▸ **TASK INSTRUCTIONS**:
State how many lines of the data below contain the word "boat". Give only the number.

[RECORD SET start]

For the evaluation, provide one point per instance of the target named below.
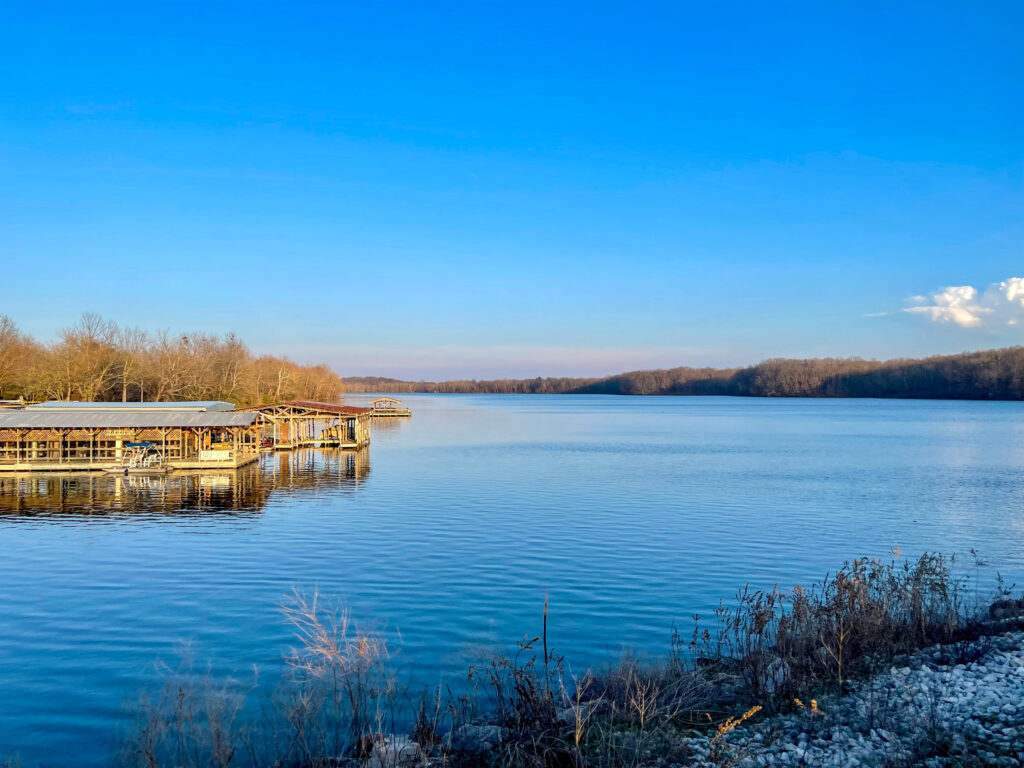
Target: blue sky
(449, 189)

[RECORD SET end]
[RECORD SET start]

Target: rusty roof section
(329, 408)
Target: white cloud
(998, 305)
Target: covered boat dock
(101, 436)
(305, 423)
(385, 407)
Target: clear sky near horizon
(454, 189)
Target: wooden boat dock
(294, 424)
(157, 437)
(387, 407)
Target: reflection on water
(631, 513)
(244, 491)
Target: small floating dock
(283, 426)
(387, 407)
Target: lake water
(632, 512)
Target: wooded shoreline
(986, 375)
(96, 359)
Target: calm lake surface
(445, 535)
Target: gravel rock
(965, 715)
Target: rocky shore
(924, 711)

[RECORD SET end]

▸ **ANSWER IN FULL**:
2